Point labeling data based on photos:

## start

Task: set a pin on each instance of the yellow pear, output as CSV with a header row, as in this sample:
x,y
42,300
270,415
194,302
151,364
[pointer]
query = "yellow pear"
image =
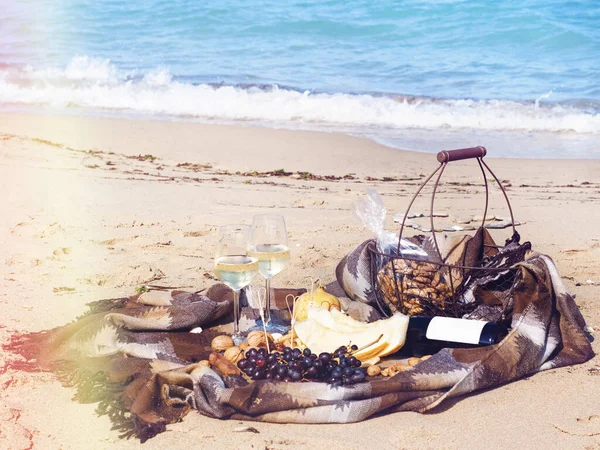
x,y
320,298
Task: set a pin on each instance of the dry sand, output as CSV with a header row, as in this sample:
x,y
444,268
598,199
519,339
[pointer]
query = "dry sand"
x,y
85,218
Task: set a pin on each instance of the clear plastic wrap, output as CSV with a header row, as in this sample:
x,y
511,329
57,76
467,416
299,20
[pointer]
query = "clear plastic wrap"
x,y
371,211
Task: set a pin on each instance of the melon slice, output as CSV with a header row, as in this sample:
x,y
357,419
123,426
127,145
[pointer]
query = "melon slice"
x,y
325,331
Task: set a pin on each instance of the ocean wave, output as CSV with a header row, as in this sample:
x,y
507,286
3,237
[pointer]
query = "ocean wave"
x,y
97,84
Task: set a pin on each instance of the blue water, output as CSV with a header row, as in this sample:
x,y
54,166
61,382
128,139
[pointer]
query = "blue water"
x,y
386,69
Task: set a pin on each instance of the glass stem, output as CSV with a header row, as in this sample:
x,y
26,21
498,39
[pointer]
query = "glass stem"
x,y
236,313
268,301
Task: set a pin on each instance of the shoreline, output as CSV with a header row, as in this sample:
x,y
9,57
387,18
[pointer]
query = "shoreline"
x,y
87,218
508,144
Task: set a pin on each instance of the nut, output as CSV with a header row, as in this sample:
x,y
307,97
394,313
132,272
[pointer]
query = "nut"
x,y
221,343
394,369
374,370
413,361
256,338
247,349
233,354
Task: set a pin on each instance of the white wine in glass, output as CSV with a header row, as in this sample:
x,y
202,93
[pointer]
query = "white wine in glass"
x,y
233,265
268,244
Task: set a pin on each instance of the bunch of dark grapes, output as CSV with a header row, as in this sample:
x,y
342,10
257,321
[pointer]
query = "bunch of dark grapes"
x,y
337,369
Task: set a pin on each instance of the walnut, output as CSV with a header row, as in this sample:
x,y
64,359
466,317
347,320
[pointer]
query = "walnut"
x,y
221,343
258,338
233,354
413,361
394,369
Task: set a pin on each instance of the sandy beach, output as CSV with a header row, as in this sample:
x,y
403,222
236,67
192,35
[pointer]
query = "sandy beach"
x,y
94,208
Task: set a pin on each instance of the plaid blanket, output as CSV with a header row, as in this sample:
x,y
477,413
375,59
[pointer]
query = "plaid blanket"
x,y
136,357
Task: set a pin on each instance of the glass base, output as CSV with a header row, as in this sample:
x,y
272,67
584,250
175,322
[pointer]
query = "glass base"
x,y
273,326
238,339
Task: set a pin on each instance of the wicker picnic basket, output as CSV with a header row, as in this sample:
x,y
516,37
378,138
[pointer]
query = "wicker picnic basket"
x,y
435,285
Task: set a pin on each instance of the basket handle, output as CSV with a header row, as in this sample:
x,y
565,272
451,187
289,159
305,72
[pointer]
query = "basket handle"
x,y
445,156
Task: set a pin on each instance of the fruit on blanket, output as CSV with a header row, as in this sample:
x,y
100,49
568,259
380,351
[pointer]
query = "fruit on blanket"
x,y
320,298
325,329
221,343
339,368
373,371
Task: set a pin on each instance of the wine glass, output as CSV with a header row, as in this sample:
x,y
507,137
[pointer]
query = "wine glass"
x,y
268,244
233,265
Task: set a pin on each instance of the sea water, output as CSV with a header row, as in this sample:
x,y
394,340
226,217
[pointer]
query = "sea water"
x,y
521,78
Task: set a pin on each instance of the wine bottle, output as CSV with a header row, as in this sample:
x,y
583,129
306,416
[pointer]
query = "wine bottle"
x,y
428,335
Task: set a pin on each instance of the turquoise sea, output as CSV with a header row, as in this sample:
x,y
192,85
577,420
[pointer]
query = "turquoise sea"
x,y
521,78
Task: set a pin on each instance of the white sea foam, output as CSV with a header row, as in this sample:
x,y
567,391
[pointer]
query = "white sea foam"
x,y
98,84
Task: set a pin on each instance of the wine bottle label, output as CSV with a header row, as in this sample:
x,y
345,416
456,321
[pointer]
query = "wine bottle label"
x,y
455,330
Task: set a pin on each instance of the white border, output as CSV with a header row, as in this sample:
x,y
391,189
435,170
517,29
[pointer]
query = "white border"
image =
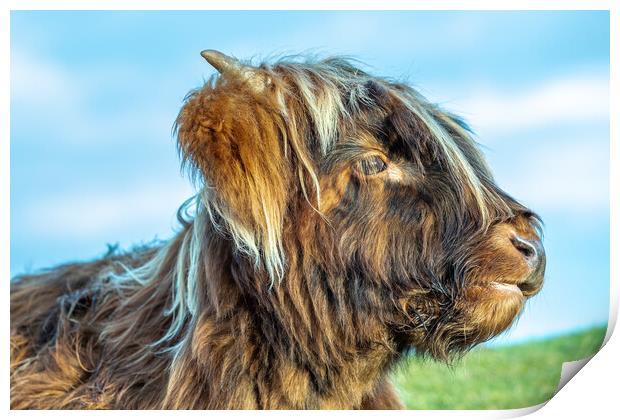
x,y
592,394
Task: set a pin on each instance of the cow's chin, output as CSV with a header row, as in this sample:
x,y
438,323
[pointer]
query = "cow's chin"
x,y
491,308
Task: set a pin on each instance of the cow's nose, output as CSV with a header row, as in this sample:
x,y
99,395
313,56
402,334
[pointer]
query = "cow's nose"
x,y
531,249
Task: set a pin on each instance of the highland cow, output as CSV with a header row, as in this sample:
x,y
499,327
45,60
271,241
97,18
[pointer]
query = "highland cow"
x,y
342,221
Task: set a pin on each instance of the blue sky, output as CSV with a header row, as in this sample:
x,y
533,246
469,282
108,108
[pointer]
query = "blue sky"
x,y
94,96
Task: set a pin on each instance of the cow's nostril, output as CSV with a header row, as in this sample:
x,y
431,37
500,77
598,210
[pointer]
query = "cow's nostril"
x,y
525,247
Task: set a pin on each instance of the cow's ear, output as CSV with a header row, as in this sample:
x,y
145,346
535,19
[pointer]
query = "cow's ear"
x,y
233,139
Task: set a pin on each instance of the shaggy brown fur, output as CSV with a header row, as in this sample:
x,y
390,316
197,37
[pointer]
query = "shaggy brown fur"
x,y
342,221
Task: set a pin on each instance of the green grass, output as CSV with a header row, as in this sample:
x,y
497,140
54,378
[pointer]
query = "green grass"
x,y
494,378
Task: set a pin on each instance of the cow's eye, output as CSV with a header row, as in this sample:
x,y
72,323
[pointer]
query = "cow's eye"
x,y
371,165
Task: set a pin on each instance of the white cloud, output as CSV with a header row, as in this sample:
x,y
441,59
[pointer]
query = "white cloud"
x,y
96,214
571,99
570,177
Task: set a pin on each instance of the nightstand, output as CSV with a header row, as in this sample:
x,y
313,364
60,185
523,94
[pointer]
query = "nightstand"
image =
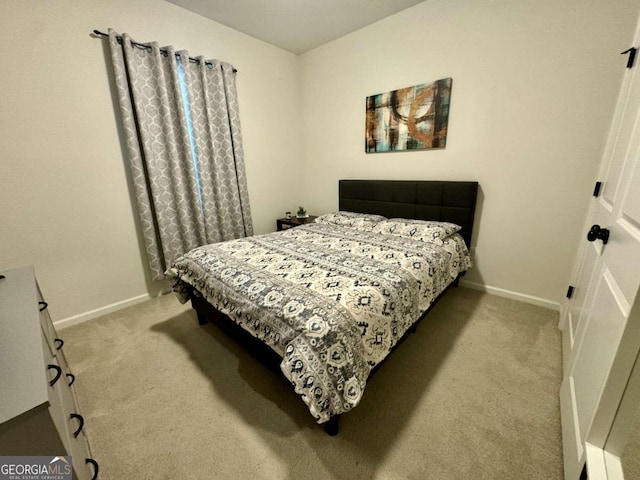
x,y
285,223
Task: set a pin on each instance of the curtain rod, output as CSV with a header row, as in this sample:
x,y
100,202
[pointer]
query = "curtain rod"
x,y
143,45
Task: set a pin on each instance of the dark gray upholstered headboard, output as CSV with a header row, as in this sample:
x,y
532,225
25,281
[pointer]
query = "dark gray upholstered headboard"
x,y
443,201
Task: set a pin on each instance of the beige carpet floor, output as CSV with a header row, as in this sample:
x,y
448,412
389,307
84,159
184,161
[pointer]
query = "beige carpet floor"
x,y
472,395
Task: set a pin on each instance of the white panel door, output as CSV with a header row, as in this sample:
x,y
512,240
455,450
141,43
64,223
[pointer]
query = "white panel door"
x,y
607,280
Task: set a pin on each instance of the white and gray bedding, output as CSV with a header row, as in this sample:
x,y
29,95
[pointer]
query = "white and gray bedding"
x,y
331,298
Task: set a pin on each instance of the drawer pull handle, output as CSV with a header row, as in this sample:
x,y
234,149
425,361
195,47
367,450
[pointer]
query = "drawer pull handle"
x,y
58,373
80,421
95,467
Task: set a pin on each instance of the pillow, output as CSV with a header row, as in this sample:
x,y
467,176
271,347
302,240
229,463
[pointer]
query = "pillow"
x,y
360,221
425,230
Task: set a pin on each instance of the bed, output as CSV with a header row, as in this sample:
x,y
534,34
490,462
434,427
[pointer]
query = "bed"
x,y
333,298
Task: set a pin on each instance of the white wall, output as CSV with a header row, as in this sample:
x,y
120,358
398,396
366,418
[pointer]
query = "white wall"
x,y
533,92
534,85
65,204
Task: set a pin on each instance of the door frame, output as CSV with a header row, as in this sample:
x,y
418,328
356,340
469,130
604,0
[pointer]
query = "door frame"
x,y
618,406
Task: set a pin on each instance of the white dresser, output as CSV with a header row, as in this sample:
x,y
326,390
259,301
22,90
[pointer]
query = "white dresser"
x,y
39,412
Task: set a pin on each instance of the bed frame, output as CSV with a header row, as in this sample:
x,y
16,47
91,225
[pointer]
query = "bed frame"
x,y
444,201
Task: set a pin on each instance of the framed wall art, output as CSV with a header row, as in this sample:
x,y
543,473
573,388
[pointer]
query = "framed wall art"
x,y
412,118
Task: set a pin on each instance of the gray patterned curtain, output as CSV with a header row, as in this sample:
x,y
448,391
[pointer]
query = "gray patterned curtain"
x,y
182,129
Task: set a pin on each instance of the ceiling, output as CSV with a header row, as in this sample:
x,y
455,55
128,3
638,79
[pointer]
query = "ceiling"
x,y
296,25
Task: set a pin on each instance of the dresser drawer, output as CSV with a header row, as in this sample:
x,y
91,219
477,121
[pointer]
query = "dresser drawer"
x,y
44,420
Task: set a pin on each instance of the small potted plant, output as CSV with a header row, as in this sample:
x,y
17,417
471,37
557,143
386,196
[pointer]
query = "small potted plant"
x,y
302,213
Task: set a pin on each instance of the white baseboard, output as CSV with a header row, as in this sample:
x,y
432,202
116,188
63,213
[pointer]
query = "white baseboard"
x,y
83,317
501,292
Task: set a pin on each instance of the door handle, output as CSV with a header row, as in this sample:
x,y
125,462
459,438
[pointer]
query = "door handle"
x,y
597,233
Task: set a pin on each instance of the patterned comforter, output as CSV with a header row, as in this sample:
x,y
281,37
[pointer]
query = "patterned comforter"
x,y
331,300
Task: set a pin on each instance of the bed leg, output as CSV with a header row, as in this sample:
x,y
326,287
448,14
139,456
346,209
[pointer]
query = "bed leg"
x,y
197,306
332,427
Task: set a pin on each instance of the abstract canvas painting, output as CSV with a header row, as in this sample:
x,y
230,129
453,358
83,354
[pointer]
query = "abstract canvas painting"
x,y
412,118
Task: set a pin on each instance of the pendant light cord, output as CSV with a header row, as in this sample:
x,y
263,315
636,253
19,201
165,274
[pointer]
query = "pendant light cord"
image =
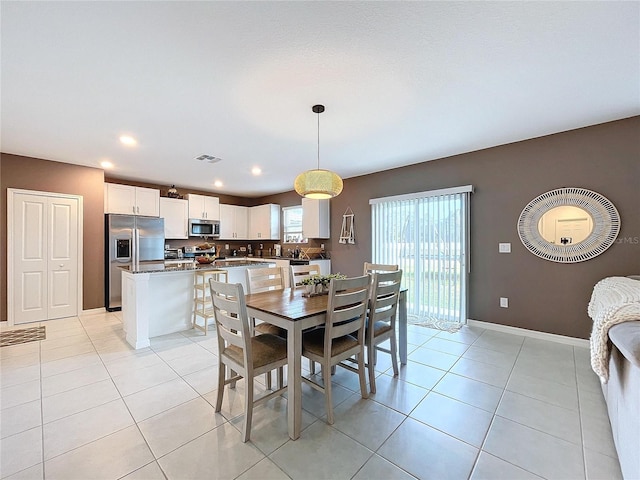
x,y
318,140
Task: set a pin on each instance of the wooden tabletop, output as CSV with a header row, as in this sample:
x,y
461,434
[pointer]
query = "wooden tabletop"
x,y
288,303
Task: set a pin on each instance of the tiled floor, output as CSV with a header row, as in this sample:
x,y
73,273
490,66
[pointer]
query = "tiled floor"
x,y
477,404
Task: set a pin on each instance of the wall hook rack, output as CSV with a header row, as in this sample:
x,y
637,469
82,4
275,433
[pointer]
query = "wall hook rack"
x,y
347,233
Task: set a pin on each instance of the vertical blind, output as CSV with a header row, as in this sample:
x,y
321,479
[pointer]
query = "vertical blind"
x,y
426,235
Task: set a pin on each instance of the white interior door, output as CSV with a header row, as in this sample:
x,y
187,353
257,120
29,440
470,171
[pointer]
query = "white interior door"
x,y
44,250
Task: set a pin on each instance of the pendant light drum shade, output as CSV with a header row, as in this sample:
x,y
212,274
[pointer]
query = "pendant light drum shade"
x,y
318,183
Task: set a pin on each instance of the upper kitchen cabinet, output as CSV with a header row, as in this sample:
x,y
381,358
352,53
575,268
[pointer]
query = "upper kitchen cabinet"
x,y
234,222
204,207
264,222
130,200
315,218
175,212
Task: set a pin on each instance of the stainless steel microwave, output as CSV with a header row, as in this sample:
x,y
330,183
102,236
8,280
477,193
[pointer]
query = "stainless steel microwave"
x,y
204,228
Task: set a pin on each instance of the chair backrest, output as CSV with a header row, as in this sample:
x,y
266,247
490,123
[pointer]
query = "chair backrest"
x,y
300,272
232,322
346,308
263,279
372,268
383,301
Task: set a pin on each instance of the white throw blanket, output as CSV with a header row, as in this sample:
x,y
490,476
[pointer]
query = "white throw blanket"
x,y
614,300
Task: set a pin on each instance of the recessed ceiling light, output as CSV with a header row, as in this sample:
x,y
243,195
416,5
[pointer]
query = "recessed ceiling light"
x,y
128,140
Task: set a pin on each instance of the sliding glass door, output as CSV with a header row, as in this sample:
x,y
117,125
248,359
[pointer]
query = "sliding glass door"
x,y
426,234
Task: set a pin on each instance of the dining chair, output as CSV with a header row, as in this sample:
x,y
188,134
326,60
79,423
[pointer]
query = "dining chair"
x,y
342,336
381,321
243,354
372,268
300,272
263,280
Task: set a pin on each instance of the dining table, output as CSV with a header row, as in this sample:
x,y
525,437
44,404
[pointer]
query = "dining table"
x,y
291,310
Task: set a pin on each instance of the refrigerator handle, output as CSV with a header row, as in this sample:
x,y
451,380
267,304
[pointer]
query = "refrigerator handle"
x,y
134,251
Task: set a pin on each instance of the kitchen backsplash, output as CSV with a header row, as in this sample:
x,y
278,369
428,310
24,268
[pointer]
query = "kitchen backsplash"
x,y
267,249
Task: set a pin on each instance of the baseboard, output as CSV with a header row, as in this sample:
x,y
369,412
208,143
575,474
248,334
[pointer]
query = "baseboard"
x,y
94,311
576,342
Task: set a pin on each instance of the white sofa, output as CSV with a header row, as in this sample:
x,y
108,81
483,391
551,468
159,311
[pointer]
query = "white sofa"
x,y
622,394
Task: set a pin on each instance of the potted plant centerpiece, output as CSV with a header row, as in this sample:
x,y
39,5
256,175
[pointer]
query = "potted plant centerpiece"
x,y
319,284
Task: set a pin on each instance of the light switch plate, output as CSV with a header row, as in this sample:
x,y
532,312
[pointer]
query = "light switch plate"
x,y
504,247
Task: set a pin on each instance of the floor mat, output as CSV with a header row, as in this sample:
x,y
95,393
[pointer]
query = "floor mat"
x,y
451,327
23,335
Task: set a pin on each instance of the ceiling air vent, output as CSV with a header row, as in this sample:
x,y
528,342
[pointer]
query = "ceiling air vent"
x,y
208,158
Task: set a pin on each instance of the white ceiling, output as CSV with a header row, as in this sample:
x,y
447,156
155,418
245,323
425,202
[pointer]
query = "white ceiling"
x,y
402,82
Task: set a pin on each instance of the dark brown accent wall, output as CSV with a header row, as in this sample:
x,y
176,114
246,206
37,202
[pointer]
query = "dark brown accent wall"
x,y
46,176
544,296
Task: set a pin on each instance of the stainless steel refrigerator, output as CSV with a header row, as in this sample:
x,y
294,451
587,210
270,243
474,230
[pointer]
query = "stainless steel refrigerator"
x,y
130,241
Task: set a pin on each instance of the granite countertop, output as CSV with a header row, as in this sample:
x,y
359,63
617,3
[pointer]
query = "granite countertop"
x,y
191,266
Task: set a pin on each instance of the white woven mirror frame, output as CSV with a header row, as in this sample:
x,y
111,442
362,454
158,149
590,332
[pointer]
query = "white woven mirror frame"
x,y
606,225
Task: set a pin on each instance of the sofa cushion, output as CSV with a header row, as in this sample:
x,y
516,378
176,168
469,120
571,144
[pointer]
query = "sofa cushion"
x,y
626,337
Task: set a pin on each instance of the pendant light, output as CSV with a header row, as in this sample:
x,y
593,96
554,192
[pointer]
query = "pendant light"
x,y
318,183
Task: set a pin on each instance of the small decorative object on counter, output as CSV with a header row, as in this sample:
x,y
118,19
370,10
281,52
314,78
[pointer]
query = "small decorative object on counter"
x,y
319,284
205,259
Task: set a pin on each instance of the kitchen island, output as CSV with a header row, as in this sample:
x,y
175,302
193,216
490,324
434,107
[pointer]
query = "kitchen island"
x,y
159,299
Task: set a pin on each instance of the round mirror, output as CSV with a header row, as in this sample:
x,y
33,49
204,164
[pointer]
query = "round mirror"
x,y
565,225
568,225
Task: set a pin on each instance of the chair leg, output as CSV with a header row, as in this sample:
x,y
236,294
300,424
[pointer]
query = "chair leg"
x,y
326,375
221,376
394,355
232,374
248,409
362,375
371,368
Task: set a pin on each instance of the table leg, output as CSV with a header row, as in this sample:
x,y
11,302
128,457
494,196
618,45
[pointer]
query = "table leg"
x,y
402,327
294,382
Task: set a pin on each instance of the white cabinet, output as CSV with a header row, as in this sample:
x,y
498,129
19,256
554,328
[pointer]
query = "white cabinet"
x,y
315,218
324,264
234,222
130,200
175,212
204,207
264,222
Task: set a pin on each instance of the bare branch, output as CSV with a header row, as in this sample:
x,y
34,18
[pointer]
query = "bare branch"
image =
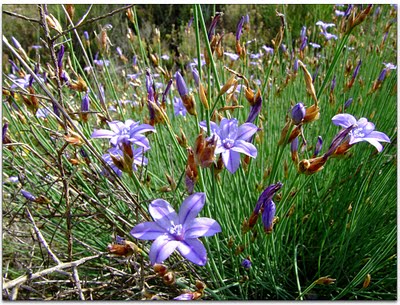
x,y
41,238
21,16
77,282
93,20
24,278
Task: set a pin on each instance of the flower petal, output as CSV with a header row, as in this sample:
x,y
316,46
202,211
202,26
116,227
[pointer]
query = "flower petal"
x,y
202,226
245,131
116,126
374,142
228,128
379,136
345,120
147,231
102,133
245,148
194,251
231,160
190,207
140,140
163,213
162,248
141,129
213,126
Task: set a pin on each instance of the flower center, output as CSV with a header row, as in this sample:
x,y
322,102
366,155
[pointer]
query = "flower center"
x,y
358,132
125,131
176,231
228,143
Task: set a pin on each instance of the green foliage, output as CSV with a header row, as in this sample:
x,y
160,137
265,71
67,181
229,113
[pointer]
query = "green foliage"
x,y
339,222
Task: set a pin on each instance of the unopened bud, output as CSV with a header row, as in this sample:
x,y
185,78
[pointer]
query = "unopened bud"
x,y
325,280
169,278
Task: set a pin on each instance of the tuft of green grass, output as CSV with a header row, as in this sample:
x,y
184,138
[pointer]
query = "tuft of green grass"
x,y
338,223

## end

Copy word for word every line from the one containing "flower petal, output" through the end of the items, including both of those ends.

Task: set a pin on each instance of the flower petal, output as CSV with a header row, as in this sample:
x,y
316,46
202,211
202,26
116,227
[pointer]
query = "flower petal"
x,y
202,226
245,131
116,126
374,142
228,128
379,136
345,120
147,231
102,133
245,148
194,251
231,160
190,207
140,140
163,213
162,248
141,129
213,126
Task: set a pin on each instance of the flower center, output as CSV with a header row, as in this sample:
x,y
322,102
366,155
[pointer]
query = "flower center"
x,y
358,132
125,131
176,231
228,143
Task: set a pin on each instance of the green foliage, output as CSV with a header row, as in this sample:
x,y
160,137
265,71
67,181
229,113
[pointer]
query = "green foliage"
x,y
339,222
Task: set a pin on each instance of the unopened bud, output as CSV with a header row, as in this sample:
x,y
185,78
[pointer]
query = "unopened bud"
x,y
325,280
169,278
Task: set a pin on each instance of the tuft of green grass, output as CSV with a header row, as in this sample:
x,y
184,138
[pointer]
query = "tuft of green grass"
x,y
338,223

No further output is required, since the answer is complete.